_THE PROBLEM_. Could you write out the material below line for line, without changing anything and leaving out the pictures?

_Recorded data_.

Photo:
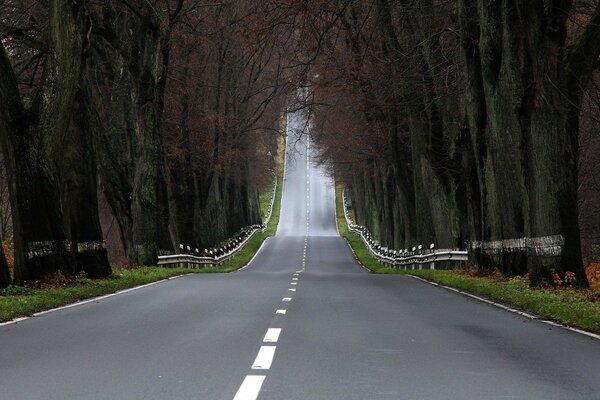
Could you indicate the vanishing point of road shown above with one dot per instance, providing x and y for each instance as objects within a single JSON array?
[{"x": 303, "y": 321}]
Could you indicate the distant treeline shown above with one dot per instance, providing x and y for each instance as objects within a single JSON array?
[
  {"x": 167, "y": 109},
  {"x": 460, "y": 123}
]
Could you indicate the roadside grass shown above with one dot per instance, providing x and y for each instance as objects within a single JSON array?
[
  {"x": 576, "y": 308},
  {"x": 20, "y": 301}
]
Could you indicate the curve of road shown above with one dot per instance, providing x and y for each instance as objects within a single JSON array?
[{"x": 302, "y": 321}]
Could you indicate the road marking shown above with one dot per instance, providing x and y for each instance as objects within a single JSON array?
[
  {"x": 264, "y": 358},
  {"x": 250, "y": 387},
  {"x": 272, "y": 335}
]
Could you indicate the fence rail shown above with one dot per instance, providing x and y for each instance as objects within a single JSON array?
[
  {"x": 415, "y": 258},
  {"x": 223, "y": 252}
]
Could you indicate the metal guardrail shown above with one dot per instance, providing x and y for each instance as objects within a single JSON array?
[
  {"x": 222, "y": 253},
  {"x": 416, "y": 258}
]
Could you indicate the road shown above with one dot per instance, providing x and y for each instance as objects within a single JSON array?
[{"x": 303, "y": 321}]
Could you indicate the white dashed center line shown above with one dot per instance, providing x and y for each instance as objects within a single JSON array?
[
  {"x": 264, "y": 358},
  {"x": 250, "y": 388},
  {"x": 272, "y": 335}
]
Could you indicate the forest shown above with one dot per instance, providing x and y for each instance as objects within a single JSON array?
[{"x": 130, "y": 126}]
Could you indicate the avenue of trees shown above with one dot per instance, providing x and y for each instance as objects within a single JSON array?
[
  {"x": 167, "y": 109},
  {"x": 459, "y": 123},
  {"x": 463, "y": 123}
]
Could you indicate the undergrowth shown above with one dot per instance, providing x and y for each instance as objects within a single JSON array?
[{"x": 563, "y": 304}]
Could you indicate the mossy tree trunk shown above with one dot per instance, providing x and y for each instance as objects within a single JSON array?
[
  {"x": 65, "y": 124},
  {"x": 529, "y": 84}
]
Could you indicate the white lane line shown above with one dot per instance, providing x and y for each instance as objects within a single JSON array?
[
  {"x": 264, "y": 358},
  {"x": 250, "y": 387},
  {"x": 272, "y": 335}
]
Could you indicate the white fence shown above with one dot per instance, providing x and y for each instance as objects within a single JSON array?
[
  {"x": 415, "y": 258},
  {"x": 222, "y": 253}
]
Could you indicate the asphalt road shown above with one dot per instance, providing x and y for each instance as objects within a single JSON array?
[{"x": 302, "y": 321}]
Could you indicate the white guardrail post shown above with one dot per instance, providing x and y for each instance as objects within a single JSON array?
[
  {"x": 217, "y": 256},
  {"x": 404, "y": 258}
]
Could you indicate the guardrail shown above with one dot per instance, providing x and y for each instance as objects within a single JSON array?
[
  {"x": 221, "y": 253},
  {"x": 415, "y": 258}
]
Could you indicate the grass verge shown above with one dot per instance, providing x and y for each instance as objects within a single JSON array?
[
  {"x": 23, "y": 301},
  {"x": 576, "y": 308}
]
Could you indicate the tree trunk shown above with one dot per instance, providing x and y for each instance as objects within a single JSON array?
[
  {"x": 39, "y": 238},
  {"x": 66, "y": 127}
]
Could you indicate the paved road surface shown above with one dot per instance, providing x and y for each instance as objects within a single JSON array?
[{"x": 333, "y": 331}]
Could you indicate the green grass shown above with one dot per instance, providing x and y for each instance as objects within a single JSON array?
[
  {"x": 18, "y": 301},
  {"x": 580, "y": 309}
]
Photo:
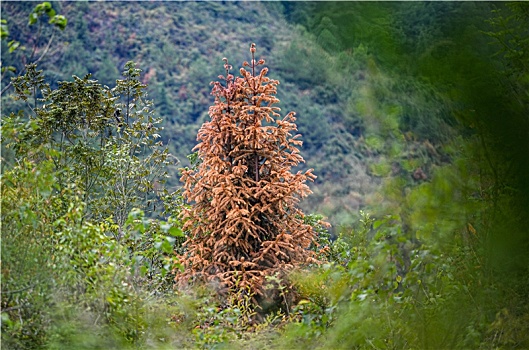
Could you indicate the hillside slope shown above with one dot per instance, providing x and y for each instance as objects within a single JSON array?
[{"x": 180, "y": 46}]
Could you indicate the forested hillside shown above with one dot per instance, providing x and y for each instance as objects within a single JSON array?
[{"x": 412, "y": 115}]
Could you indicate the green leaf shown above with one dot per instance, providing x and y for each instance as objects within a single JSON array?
[
  {"x": 59, "y": 21},
  {"x": 13, "y": 45},
  {"x": 176, "y": 232},
  {"x": 33, "y": 17}
]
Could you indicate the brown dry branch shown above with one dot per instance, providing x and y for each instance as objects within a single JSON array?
[{"x": 243, "y": 222}]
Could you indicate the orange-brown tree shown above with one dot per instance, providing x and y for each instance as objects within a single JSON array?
[{"x": 243, "y": 222}]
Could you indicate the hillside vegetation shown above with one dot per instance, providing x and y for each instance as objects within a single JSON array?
[{"x": 413, "y": 118}]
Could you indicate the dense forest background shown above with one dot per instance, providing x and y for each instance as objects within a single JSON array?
[{"x": 414, "y": 116}]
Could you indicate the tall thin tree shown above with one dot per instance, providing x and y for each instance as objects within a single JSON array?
[{"x": 243, "y": 222}]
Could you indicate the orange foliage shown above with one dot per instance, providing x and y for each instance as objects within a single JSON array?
[{"x": 243, "y": 222}]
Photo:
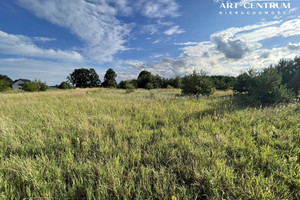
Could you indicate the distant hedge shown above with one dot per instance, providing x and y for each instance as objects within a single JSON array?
[{"x": 34, "y": 86}]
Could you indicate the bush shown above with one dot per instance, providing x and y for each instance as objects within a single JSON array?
[
  {"x": 5, "y": 82},
  {"x": 34, "y": 86},
  {"x": 4, "y": 85},
  {"x": 195, "y": 84},
  {"x": 267, "y": 88},
  {"x": 149, "y": 86},
  {"x": 64, "y": 85},
  {"x": 129, "y": 88}
]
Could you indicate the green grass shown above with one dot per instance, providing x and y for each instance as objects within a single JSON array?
[{"x": 109, "y": 144}]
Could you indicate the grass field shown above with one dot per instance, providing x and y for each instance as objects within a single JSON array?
[{"x": 106, "y": 144}]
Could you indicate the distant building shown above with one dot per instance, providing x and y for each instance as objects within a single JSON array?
[{"x": 17, "y": 84}]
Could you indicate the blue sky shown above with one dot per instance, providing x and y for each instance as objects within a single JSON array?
[{"x": 48, "y": 39}]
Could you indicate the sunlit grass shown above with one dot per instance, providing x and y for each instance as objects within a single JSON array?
[{"x": 107, "y": 144}]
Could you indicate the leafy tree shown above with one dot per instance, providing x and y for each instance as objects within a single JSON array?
[
  {"x": 110, "y": 79},
  {"x": 84, "y": 78},
  {"x": 34, "y": 86},
  {"x": 5, "y": 82},
  {"x": 267, "y": 88},
  {"x": 149, "y": 86},
  {"x": 196, "y": 84},
  {"x": 64, "y": 85},
  {"x": 290, "y": 70},
  {"x": 144, "y": 78},
  {"x": 223, "y": 82},
  {"x": 129, "y": 88},
  {"x": 177, "y": 82}
]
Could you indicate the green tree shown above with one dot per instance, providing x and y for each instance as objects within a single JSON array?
[
  {"x": 267, "y": 88},
  {"x": 144, "y": 78},
  {"x": 34, "y": 86},
  {"x": 110, "y": 79},
  {"x": 5, "y": 82},
  {"x": 196, "y": 84},
  {"x": 290, "y": 70},
  {"x": 64, "y": 85},
  {"x": 84, "y": 78}
]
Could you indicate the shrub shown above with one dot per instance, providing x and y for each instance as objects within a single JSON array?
[
  {"x": 5, "y": 82},
  {"x": 149, "y": 86},
  {"x": 64, "y": 85},
  {"x": 267, "y": 88},
  {"x": 34, "y": 86},
  {"x": 195, "y": 84},
  {"x": 129, "y": 88},
  {"x": 4, "y": 85}
]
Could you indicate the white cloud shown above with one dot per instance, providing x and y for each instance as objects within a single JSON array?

_WORKED ANSWER_.
Photo:
Could you indicate the vanishing point of road shown above with one dot per instance, providing x and y for each instance as objects within a single JSON array?
[{"x": 303, "y": 321}]
Could you indicate the distant treeline shown above with one dot per instance, providing x and y for each instance as objects within a single JSON array?
[
  {"x": 167, "y": 109},
  {"x": 460, "y": 123}
]
Could you indicate the roadside grass shown above with one dot per instance, providing x and y for each instance as objects within a single JSON array?
[
  {"x": 576, "y": 308},
  {"x": 20, "y": 301}
]
Could you indicate the curve of road shown above with one dot per instance, providing x and y for each instance as objects within a single JSON array?
[{"x": 302, "y": 321}]
Could you indicate the road marking shown above with one dot per instance, providing x and y for each instance as objects within a single JSON array?
[
  {"x": 264, "y": 358},
  {"x": 250, "y": 387},
  {"x": 272, "y": 335}
]
Could you indicate the fence rail shown above with one dot per instance, providing x and y for each instance as objects within a single JSON array?
[
  {"x": 415, "y": 258},
  {"x": 223, "y": 252}
]
Could you indicate the metal guardrail shown above with one dot per instance, providing x and y for each instance as objects within a single JSON array?
[
  {"x": 222, "y": 253},
  {"x": 416, "y": 258}
]
Could you indicate the road shown above with one dot per instance, providing x and y for each instance as objects within a single JSON array?
[{"x": 303, "y": 321}]
Could you indicate the white dashed center line shown above with one dot per instance, providing x and y for each instance as objects within a single JSON array?
[
  {"x": 264, "y": 358},
  {"x": 250, "y": 388},
  {"x": 272, "y": 335}
]
Could you indicate the forest shown above with one dot per instance, providing x and y for each instance as objects within a single JSON array?
[{"x": 130, "y": 126}]
Could you indicate the avenue of trees shown above with one dot per instance, providing x and y for each instance as objects within a single JSON array?
[
  {"x": 167, "y": 109},
  {"x": 459, "y": 123},
  {"x": 463, "y": 123}
]
Could you indicate the undergrowth shown above with one dot per instance, providing x and y for each instance as objects within a single JSON array?
[{"x": 563, "y": 304}]
Could you indicate the mossy tree trunk shown above with one dot per instance, providing x and y for each instance as objects within a single JSON array?
[
  {"x": 65, "y": 124},
  {"x": 529, "y": 84}
]
Could you indicate the white lane line shown above with one dot per instance, providing x and y for each instance as objects within a single JSON array?
[
  {"x": 264, "y": 358},
  {"x": 250, "y": 387},
  {"x": 272, "y": 335}
]
Could you indicate the white fence shown above with one dot per instance, providing x and y for each instance as objects within a single JSON array?
[
  {"x": 415, "y": 258},
  {"x": 222, "y": 253}
]
Could you indicate the asphalt road shown above with one dot per instance, providing x and y for each instance as objects within a single JSON array?
[{"x": 302, "y": 321}]
Could you indicate the white guardrail post shown above with one dot per instance, providing x and y for each instance as objects within a single JSON array?
[
  {"x": 217, "y": 256},
  {"x": 404, "y": 258}
]
Could you indicate the guardrail shown above with one dot per instance, providing x and y for each instance as objects within a single JSON array?
[
  {"x": 221, "y": 253},
  {"x": 415, "y": 258}
]
Could you indicate the grass verge shown above with one dot per instance, providing x and y for each instance as objects within a single JSON array?
[
  {"x": 23, "y": 301},
  {"x": 576, "y": 308}
]
Could you indicate the tree trunk shown above with one dot per instance, providing x and y for each instance as objects within a single JSON array?
[
  {"x": 39, "y": 238},
  {"x": 66, "y": 127}
]
Could you indicate the paved road surface shown above with one dot per instance, providing x and y for each instance as objects within a single JSON array?
[{"x": 333, "y": 331}]
Could you indicate the green grass shown above with one dot per instance, providing x and y for each instance as objects within a single JSON array?
[
  {"x": 18, "y": 301},
  {"x": 580, "y": 309}
]
Photo:
Could you indicate the hillside slope shown above with one dot per instance, providing x and y for each instance as objects within a single JSON array?
[{"x": 180, "y": 46}]
Could you indicate the forested hillside shown above with one dot per instance, providing x and y for each instance as objects within a single JSON array?
[{"x": 412, "y": 115}]
Could you indicate the green leaf shown above with one dot per instance, providing x and y for each instance as objects within a single JSON array?
[
  {"x": 59, "y": 21},
  {"x": 13, "y": 45},
  {"x": 176, "y": 232},
  {"x": 33, "y": 17}
]
Could you indicate the brown dry branch shown above with one dot per instance, providing x and y for each instance as objects within a single JSON array?
[{"x": 243, "y": 222}]
Could you indicate the orange-brown tree shown above with one dot per instance, providing x and y for each instance as objects within a single JSON array?
[{"x": 243, "y": 222}]
Could you indicate the hillside vegetation shown above with one dot per instance, providing x and y for each instance as objects within a single JSON array?
[{"x": 413, "y": 118}]
Could you indicate the dense forest background shown above with one dot per instance, providing x and y for each instance as objects within a single JSON array?
[{"x": 414, "y": 116}]
Could you indicate the tall thin tree shown above with one dot per instance, providing x and y for each instance as objects within a single JSON array?
[{"x": 243, "y": 222}]
Could you indicate the orange foliage shown above with one dot per instance, providing x and y for each instance as objects within a single JSON array?
[{"x": 243, "y": 222}]
Photo:
Could you indicate the distant hedge shown above with one dot per instance, providing x and y for each instance as objects within a single JSON array?
[{"x": 34, "y": 86}]
Could you indicate the bush shown above with one dot per instance, providing x and y for each instance as objects within a single JSON array?
[
  {"x": 5, "y": 82},
  {"x": 34, "y": 86},
  {"x": 4, "y": 85},
  {"x": 195, "y": 84},
  {"x": 267, "y": 88},
  {"x": 149, "y": 86},
  {"x": 64, "y": 85},
  {"x": 129, "y": 88}
]
Could you indicate the green grass shown above with one dot per instance, providing x and y for each instance as objects within a single JSON array?
[{"x": 109, "y": 144}]
Could you indicate the grass field shown above with one dot per instance, providing x and y for each instance as objects within a single JSON array?
[{"x": 106, "y": 144}]
Could you indicate the distant building shown above with one dot per instance, providing x and y for each instance as objects within a single JSON array?
[{"x": 17, "y": 84}]
Could you indicate the blue sky shown above with one dot per instance, providing x and y for each instance as objects within a single JSON array?
[{"x": 48, "y": 39}]
Could you indicate the sunlit grass shown above with one dot per instance, providing x and y for each instance as objects within a single JSON array?
[{"x": 107, "y": 144}]
Could you indicate the leafy tree shown above with one dot per instance, providing x and y for each instance as objects within a single JSON array?
[
  {"x": 110, "y": 79},
  {"x": 84, "y": 78},
  {"x": 34, "y": 86},
  {"x": 5, "y": 82},
  {"x": 267, "y": 88},
  {"x": 149, "y": 86},
  {"x": 196, "y": 84},
  {"x": 64, "y": 85},
  {"x": 290, "y": 70},
  {"x": 144, "y": 78},
  {"x": 223, "y": 82},
  {"x": 129, "y": 88},
  {"x": 177, "y": 82}
]
Could you indicate the green tree shown above with one dot per instance, providing x and y for each instance as objects within a single JSON array?
[
  {"x": 267, "y": 88},
  {"x": 144, "y": 78},
  {"x": 34, "y": 86},
  {"x": 110, "y": 79},
  {"x": 5, "y": 82},
  {"x": 196, "y": 84},
  {"x": 290, "y": 70},
  {"x": 64, "y": 85},
  {"x": 84, "y": 78}
]
Could you indicate the shrub shown above with one dot per instance, providing x and y for each instance as objects within a single JSON array?
[
  {"x": 5, "y": 82},
  {"x": 149, "y": 86},
  {"x": 64, "y": 85},
  {"x": 267, "y": 88},
  {"x": 34, "y": 86},
  {"x": 195, "y": 84},
  {"x": 129, "y": 88},
  {"x": 4, "y": 85}
]
Could you indicate the white cloud shown above with one dot per instance, providing x and y for each instance as objects within a single JSON array?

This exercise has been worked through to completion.